-- THE TASK --
The answer must be the full listing, written out exactly.

━━━━━ MATERIAL PROVIDED

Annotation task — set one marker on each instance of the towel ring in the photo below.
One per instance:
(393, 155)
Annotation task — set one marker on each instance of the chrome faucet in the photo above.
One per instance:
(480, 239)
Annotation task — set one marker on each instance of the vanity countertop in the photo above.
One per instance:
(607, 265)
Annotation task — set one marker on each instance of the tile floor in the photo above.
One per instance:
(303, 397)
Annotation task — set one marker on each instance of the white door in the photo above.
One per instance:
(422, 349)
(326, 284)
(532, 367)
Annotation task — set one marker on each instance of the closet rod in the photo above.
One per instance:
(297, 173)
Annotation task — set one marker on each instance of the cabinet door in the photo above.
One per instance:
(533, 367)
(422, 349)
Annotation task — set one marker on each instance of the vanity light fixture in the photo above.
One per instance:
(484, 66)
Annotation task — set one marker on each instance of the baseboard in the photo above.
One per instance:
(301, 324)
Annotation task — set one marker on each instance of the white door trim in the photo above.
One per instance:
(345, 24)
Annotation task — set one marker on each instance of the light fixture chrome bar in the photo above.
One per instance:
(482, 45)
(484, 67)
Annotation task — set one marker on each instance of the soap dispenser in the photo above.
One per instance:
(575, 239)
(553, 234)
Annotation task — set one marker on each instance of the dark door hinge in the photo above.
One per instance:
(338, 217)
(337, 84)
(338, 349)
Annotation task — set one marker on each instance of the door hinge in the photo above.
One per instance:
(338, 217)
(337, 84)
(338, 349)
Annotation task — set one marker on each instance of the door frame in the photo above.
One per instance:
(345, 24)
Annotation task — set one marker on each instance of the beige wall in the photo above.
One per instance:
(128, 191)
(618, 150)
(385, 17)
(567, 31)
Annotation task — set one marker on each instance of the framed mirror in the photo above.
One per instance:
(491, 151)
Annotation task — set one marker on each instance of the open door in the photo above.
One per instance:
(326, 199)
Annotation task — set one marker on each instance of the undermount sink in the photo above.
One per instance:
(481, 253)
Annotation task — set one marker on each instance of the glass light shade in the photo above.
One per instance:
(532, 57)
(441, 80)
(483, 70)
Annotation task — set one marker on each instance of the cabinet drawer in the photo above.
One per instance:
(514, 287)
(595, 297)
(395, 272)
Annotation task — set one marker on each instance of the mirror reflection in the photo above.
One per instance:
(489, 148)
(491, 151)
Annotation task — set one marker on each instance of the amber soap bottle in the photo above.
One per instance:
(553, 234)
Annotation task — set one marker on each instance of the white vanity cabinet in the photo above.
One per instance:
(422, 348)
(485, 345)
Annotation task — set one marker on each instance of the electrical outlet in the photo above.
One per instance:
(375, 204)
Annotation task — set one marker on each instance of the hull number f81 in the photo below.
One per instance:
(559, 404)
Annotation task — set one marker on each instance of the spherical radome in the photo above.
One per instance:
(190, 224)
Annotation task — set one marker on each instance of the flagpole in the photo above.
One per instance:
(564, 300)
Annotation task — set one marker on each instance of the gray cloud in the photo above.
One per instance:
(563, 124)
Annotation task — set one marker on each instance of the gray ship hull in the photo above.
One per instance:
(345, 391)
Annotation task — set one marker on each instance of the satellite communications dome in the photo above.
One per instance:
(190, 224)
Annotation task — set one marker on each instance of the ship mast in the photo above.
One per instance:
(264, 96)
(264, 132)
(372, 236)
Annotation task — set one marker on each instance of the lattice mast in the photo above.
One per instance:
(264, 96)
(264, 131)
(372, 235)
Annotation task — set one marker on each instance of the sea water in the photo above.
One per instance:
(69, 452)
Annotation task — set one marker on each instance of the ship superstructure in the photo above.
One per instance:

━━━━━━━━━━

-- YOUR RESPONSE --
Annotation task — set one marker on each instance of the towel ring in the photo below.
One per instance:
(393, 155)
Annotation task — set one marker on each instance of the chrome faucet in the photo above.
One per instance:
(480, 239)
Annotation task — set one marker on each instance of the vanity countertop in the photo above.
One per instance:
(607, 265)
Annotation task — set one marker on each instance of the tile floor in the photo above.
One per instance:
(303, 397)
Annotation task — set one marker on each instance of the white door in the photo above.
One per instance:
(422, 349)
(326, 284)
(532, 367)
Annotation task — set one marker on each instance of the closet rod in the photo above.
One per instance:
(297, 173)
Annotation task — set one marker on each instance of the cabinet door in the photo above.
One per instance:
(533, 367)
(422, 349)
Annotation task — set one marker on each instance of the vanity light fixture in the photo above.
One per instance:
(484, 66)
Annotation task — set one marker on each instance of the baseboard in the photo above.
One per instance:
(301, 324)
Annotation task — set one marker on each instance of the white door trim in the photo above.
One per instance:
(345, 24)
Annotation task — set one marker on each instance of the light fixture chrome bar in the photo above.
One per instance:
(482, 45)
(484, 67)
Annotation task — set one marker on each instance of the soap dispenser in the photo above.
One per instance:
(575, 239)
(553, 234)
Annotation task — set one marker on each instance of the dark door hinge in the photo above.
One per instance:
(338, 217)
(337, 84)
(338, 349)
Annotation task — set one marker on each instance of the door hinge in the photo above.
One per instance:
(338, 217)
(337, 84)
(338, 349)
Annotation task — set one marker on each instance of the door frame in the photo above.
One per instance:
(345, 24)
Annotation task — set one marker on each instance of the beige wall in the photo above.
One per instance:
(128, 191)
(618, 150)
(385, 17)
(567, 31)
Annotation task — set one marker on each instance of the framed mirror in the photo above.
One per instance:
(491, 151)
Annotation task — set one marker on each instance of the open door in the photo above.
One per instance:
(326, 199)
Annotation task — set one marker on each instance of the undermount sink in the photo above.
One per instance:
(481, 253)
Annotation task — set one marker on each instance of the glass light shade in the photo above.
One per instance:
(532, 57)
(441, 80)
(483, 70)
Annotation task — set one marker on each instance of the cabinet drawer in the photo above.
One per instance:
(514, 287)
(595, 297)
(395, 272)
Annotation task — set one marker on each instance of the mirror reflection in the photo above.
One per instance:
(489, 148)
(491, 151)
Annotation task — set one marker on each instance of the amber soap bottle in the photo above.
One per instance:
(553, 234)
Annotation task — set one marker on each instance of the white vanity cabinet in the photo above.
One per instance:
(422, 348)
(485, 345)
Annotation task — set one marker on each instance of the electrical outlet in the photo above.
One per instance:
(375, 204)
Annotation task — set one marker on each instance of the hull number f81 in the photo below.
One per instance:
(559, 404)
Annotation task — set one marker on each instance of the spherical radome in the photo above.
One per instance:
(190, 224)
Annotation task — set one marker on each instance of the flagpole in the photo above.
One per instance:
(564, 300)
Annotation task — set one marker on each instance of the gray cloud in the photo above.
One per instance:
(563, 124)
Annotation task — set one marker on each instance of the gray ship hull in the photo above.
One per instance:
(345, 391)
Annotation task — set one marker on each instance of the satellite communications dome in the photo above.
One per instance:
(190, 224)
Annotation task — set one marker on each instance of the ship mast in the photo above.
One per instance:
(264, 96)
(264, 132)
(372, 236)
Annotation task — set one marker on each instance of the lattice mast in the photo above.
One per instance:
(264, 96)
(264, 131)
(372, 235)
Annotation task — set one marker on each instance of the sea water in the photo above.
One per instance:
(69, 452)
Annotation task — set one marker on each instance of the ship superstructure in the photo above.
One per instance:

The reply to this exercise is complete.